• Description of the task: Write out the data below in full, unchanged, minus the images.

--- start Records supplied ---

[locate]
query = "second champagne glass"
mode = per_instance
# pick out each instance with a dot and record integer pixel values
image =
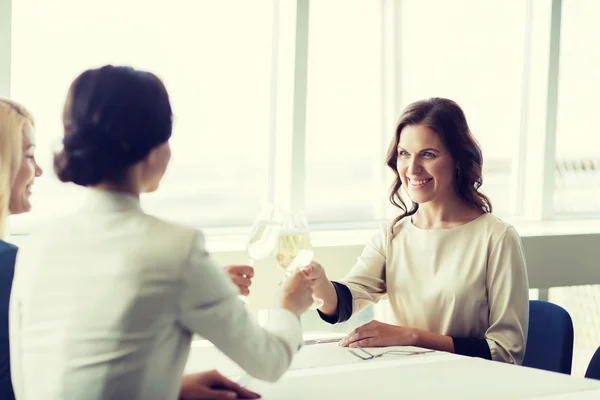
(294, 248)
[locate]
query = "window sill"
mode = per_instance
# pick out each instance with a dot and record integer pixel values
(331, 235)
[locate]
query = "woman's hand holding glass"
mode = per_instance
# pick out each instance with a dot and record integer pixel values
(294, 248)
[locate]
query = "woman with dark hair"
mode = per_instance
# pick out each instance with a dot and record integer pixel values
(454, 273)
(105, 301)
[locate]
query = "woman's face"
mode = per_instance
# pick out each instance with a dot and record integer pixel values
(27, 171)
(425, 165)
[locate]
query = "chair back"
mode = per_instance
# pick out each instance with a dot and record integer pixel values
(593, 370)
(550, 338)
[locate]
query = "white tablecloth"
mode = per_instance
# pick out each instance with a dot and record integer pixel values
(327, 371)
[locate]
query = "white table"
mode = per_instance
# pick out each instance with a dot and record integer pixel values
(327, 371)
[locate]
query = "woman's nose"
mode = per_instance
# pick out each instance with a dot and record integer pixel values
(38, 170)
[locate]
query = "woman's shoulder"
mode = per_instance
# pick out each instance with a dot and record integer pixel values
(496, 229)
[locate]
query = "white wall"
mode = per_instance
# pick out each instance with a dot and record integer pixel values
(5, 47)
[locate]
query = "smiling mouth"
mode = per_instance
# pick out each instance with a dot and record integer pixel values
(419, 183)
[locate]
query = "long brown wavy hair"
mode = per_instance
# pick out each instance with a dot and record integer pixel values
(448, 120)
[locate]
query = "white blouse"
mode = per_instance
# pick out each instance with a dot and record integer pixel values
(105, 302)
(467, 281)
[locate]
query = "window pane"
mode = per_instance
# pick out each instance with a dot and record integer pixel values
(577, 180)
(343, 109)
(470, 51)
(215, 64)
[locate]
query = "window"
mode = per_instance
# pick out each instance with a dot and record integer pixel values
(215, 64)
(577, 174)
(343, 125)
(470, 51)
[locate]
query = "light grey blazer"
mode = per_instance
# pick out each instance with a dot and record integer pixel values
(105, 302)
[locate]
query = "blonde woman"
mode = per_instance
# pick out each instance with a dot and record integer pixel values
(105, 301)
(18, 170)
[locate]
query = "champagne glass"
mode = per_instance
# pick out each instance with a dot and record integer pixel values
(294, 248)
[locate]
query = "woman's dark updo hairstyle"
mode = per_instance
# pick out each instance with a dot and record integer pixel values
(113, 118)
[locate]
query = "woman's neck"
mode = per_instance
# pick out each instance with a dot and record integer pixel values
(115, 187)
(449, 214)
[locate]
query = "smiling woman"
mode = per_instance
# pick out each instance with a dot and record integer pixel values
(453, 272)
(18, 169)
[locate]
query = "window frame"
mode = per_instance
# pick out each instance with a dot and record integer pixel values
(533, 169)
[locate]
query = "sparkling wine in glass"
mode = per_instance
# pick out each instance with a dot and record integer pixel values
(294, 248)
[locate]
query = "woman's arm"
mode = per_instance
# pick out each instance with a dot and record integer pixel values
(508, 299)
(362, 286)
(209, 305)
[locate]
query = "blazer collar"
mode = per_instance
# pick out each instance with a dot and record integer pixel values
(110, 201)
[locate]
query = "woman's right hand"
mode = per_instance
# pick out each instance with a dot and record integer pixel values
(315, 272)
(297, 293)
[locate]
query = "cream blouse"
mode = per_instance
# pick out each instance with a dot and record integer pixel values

--- end Records supplied ---

• Solution for this exercise:
[locate]
query = "second champagne glass"
mode = per_instance
# pick out each instance with a dot and record integer pixel values
image =
(294, 248)
[locate]
query = "window sill"
mode = per_instance
# pick out each instance with a dot and record integer pixel values
(331, 235)
[locate]
query = "woman's hand holding glass"
mode = per_instance
# pick out each instance with a dot and record integer pixel values
(294, 248)
[locate]
query = "woman with dark hair"
mode = per_instance
# pick out each instance with a dot and record integer pixel values
(454, 273)
(105, 301)
[locate]
query = "woman's face"
mode = per_instance
# pick out each instance with a dot and record integer pixel values
(27, 171)
(425, 165)
[locate]
query = "chair back"
mode = per_instance
# pick out each instance with a dot and record integer pixel values
(593, 370)
(550, 338)
[locate]
query = "white tablecloth"
mode = per_instance
# pick out each instance with a dot and record integer pixel values
(327, 371)
[locate]
query = "white table"
mode = per_instance
# pick out each instance with a dot and record integer pixel values
(327, 371)
[locate]
query = "woman's nose"
mode = per_instance
# pick out each instance with a dot and record integer pixel values
(38, 170)
[locate]
query = "woman's shoulder"
mode = per_instance
# pick out each instance with a dot and record integer pixel values
(496, 229)
[locate]
query = "white wall"
mode = per_instance
# pick out each instance with a dot and record integer pixel values
(5, 47)
[locate]
query = "smiling mouth"
mode = per_instance
# pick out each instance with a dot and record integer pixel values
(419, 183)
[locate]
query = "long brown wavy hair"
mode = per_instance
# pick out each instance with a dot and record integer pixel values
(448, 120)
[locate]
query = "white blouse"
mode = per_instance
# pick out each instance with a dot and record integer pixel values
(105, 302)
(467, 281)
[locate]
query = "window pane"
mode = per_instance
# pick out each instance with a dot and record integer pixel values
(577, 180)
(343, 109)
(470, 51)
(215, 64)
[locate]
query = "window"
mode = per_instance
# pick out each instance with a dot and record integer pixel values
(215, 64)
(577, 174)
(343, 125)
(470, 51)
[locate]
query = "light grey blazer"
mode = per_instance
# pick out each instance with a dot and record integer pixel values
(105, 302)
[locate]
query = "blonde woman"
mode = per_instance
# pick out each instance with a dot and record integer pixel values
(105, 301)
(18, 170)
[locate]
query = "champagne glass"
mode = per_instance
# pick out each instance with a dot and record integer pixel values
(294, 248)
[locate]
query = "woman's dark updo hairstyle"
mode = per_instance
# pick out each instance with a dot and record integer pixel values
(113, 118)
[locate]
query = "woman's neck"
mode = per_instance
# pick out each instance with a dot and record integer pixel values
(115, 187)
(449, 214)
[locate]
query = "smiling woman"
mode = per_instance
# pick out each instance with a dot and record integer pixel values
(453, 272)
(18, 169)
[locate]
query = "window frame"
mode = per_instance
# pick out each instance with a dot and record integer pixel values
(533, 169)
[locate]
query = "sparkling wine in glass"
mode = per_instance
# pick out each instance with a dot and record integer pixel values
(294, 248)
[locate]
query = "woman's arm"
mode = per_instance
# pick out each instance with a dot and record integer pixel values
(508, 299)
(362, 286)
(209, 305)
[locate]
query = "blazer collar"
mode = per_instance
# pick out each instance with a dot and record integer pixel values
(110, 201)
[locate]
query = "woman's right hand"
mode = per_instance
# pick out each instance with a dot and record integer pixel values
(315, 272)
(297, 293)
[locate]
query = "cream blouse"
mode = per_instance
# pick out each instance with a dot and record integer pixel values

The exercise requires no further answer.